> [REQUIREMENTS]:
What follows are records. Restate all of them word for word.

> [RECORDED DATA]:
- - - - - - -
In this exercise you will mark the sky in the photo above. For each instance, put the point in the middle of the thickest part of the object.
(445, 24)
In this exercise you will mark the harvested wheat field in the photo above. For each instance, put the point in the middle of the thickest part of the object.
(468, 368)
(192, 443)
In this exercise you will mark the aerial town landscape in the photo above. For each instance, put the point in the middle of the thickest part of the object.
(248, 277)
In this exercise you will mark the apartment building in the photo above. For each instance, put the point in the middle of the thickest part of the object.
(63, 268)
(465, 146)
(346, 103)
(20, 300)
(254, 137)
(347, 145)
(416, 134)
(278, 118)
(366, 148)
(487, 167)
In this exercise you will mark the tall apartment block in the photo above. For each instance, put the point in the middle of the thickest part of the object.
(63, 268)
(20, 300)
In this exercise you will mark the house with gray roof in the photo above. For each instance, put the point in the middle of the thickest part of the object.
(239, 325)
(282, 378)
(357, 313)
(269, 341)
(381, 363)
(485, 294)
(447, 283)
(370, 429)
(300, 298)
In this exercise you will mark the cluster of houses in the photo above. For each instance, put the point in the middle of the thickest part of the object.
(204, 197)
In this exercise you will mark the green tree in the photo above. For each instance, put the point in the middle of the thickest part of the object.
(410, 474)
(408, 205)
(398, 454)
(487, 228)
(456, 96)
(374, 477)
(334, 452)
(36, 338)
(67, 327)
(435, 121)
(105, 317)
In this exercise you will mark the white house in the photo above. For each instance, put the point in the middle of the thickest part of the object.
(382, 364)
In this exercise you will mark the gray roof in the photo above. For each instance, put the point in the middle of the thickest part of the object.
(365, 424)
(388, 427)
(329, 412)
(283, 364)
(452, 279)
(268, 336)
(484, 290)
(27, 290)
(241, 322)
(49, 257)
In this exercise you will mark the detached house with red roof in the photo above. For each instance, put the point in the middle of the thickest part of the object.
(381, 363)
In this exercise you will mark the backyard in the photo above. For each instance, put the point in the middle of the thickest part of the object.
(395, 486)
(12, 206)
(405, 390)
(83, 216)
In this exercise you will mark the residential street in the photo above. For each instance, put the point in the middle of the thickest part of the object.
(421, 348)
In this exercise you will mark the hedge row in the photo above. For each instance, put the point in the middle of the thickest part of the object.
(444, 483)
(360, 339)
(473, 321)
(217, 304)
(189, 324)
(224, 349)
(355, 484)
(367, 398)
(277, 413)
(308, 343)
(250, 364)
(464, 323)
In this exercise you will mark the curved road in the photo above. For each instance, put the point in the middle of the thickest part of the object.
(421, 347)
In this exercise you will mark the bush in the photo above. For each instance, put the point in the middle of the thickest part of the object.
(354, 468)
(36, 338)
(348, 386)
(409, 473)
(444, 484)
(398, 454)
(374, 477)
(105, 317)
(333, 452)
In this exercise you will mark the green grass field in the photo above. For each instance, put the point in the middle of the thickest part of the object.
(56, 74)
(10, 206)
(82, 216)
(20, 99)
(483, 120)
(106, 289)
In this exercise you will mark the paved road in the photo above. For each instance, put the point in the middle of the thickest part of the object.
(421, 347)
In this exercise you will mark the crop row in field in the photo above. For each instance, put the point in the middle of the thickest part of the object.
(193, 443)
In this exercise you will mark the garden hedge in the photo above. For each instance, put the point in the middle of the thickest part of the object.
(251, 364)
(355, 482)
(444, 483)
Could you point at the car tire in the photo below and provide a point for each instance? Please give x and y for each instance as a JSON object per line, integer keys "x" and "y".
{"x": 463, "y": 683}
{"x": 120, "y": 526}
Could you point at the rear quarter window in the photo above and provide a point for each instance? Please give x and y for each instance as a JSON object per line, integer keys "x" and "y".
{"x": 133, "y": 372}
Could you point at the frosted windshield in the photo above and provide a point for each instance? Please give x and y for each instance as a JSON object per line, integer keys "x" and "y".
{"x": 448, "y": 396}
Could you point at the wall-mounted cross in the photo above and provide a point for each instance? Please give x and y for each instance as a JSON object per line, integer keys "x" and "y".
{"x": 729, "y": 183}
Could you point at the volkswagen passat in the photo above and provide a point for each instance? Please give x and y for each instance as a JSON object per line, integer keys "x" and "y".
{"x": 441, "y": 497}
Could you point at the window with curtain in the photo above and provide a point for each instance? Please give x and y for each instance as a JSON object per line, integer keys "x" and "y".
- - - - - - -
> [RESULT OF THIS EXERCISE]:
In this exercise you will mark the sky in the photo above. For each instance, put the point in the middle of the thickest part of the object.
(445, 24)
In this exercise you will mark the harvested wheat field in the photo above. For each instance, put the point in the middle of the thickest part of the object.
(468, 368)
(192, 443)
In this exercise you will mark the aerial town landscape in the photo above. For each instance, put the point in the middle of the thickest part of the object.
(248, 277)
In this exercise you will mark the apartment building in the photo above. For each instance, put the point in the middle of the thickest part of the object.
(63, 268)
(465, 146)
(346, 103)
(20, 300)
(254, 137)
(347, 145)
(416, 134)
(278, 118)
(366, 148)
(487, 167)
In this exercise you will mark the tall apartment block in the photo above. For each instance, put the point in the middle of the thickest part of the object.
(63, 268)
(20, 300)
In this exercise you will mark the house with gray roof in the photo above. For each instance, put the point in the middle of the thickest part of the object.
(239, 325)
(282, 378)
(357, 313)
(269, 341)
(381, 363)
(485, 294)
(447, 283)
(370, 429)
(300, 298)
In this exercise you will mark the cluster of houses in the photo above. For each instance, put the point in the middle of the thickest part of the object.
(204, 197)
In this exercise you will mark the green tree in the photo above. For each instance, put the point in the middle of the thickest part of the object.
(410, 474)
(408, 205)
(398, 454)
(487, 228)
(456, 96)
(374, 477)
(334, 452)
(36, 338)
(67, 327)
(435, 121)
(105, 317)
In this exercise you will mark the white house in the photo above. For each instance, put the point in the middle of the thickest part of the object.
(382, 364)
In this exercise you will mark the gray roof in the photo above. For each instance, put the point in the middle of the thickest part of the object.
(365, 424)
(388, 427)
(329, 412)
(283, 364)
(452, 279)
(268, 336)
(484, 290)
(27, 290)
(241, 322)
(49, 257)
In this exercise you will mark the detached house with red roof in the photo above. For each instance, put the point in the middle of the thickest part of the object.
(381, 363)
In this exercise you will mark the backyard in the photo above. For each instance, put the point in the middle of the thickest part of the object.
(395, 486)
(12, 206)
(405, 390)
(83, 216)
In this exercise you will mark the residential street in the photo above. For each instance, put the point in the middle of the thickest part of the object.
(421, 348)
In this exercise you will mark the hedge row in the photo above. For each instance, put the point in the middle of the thickest part of the object.
(444, 483)
(360, 339)
(473, 321)
(217, 304)
(189, 324)
(224, 349)
(355, 484)
(367, 398)
(277, 413)
(308, 343)
(250, 364)
(464, 323)
In this exercise you will mark the curved road in the photo above. For each instance, put the point in the middle of the thickest part of the object.
(421, 347)
In this exercise you will mark the bush in the photo above. For each instance, put the point in the middle of the thickest part of the object.
(354, 468)
(36, 338)
(348, 386)
(409, 473)
(444, 484)
(398, 454)
(374, 477)
(105, 317)
(333, 452)
In this exercise you will mark the green grass field in the photo above. For each instance, put the point in the middle of the thickest part of the object.
(56, 74)
(10, 206)
(82, 216)
(20, 99)
(483, 120)
(106, 289)
In this exercise you will mark the paved road in the photo above. For each instance, put the point in the middle of the thickest part of the object.
(421, 347)
In this exercise you will mark the crop row in field in the photo above. For each instance, put the point in the middle of the thickest part of the object.
(193, 443)
In this exercise you will mark the garden hedge in the photo above. For each instance, put the point in the middle of the thickest part of the object.
(251, 364)
(355, 482)
(444, 483)
Could you point at the car tire in the photo below and provide a point for each instance? Please give x and y for each instance as a JSON object per line, integer keys "x" and "y".
{"x": 463, "y": 683}
{"x": 120, "y": 526}
Could you point at the rear quarter window in the photo above and provide a point for each instance? Please give x and y for each instance as a JSON object per line, integer keys "x" and "y".
{"x": 133, "y": 372}
Could you point at the frosted windshield in the photo above and provide a point for each instance? Please give x and y for each instance as a JSON object per line, integer keys "x" and "y".
{"x": 448, "y": 396}
Could you point at the wall-mounted cross in the photo above and provide a point for each instance? Please give x and y for each instance as a JSON object per line, integer keys "x" and "y".
{"x": 729, "y": 183}
Could you point at the volkswagen passat in the photo above and provide a point for each instance? Please give x and y for each instance as a JSON object per line, integer keys "x" and "y".
{"x": 441, "y": 497}
Could you point at the window with curtain in the photo above and provide a point for each instance? Please give x and y for each instance as a JSON object per line, integer keys "x" and "y".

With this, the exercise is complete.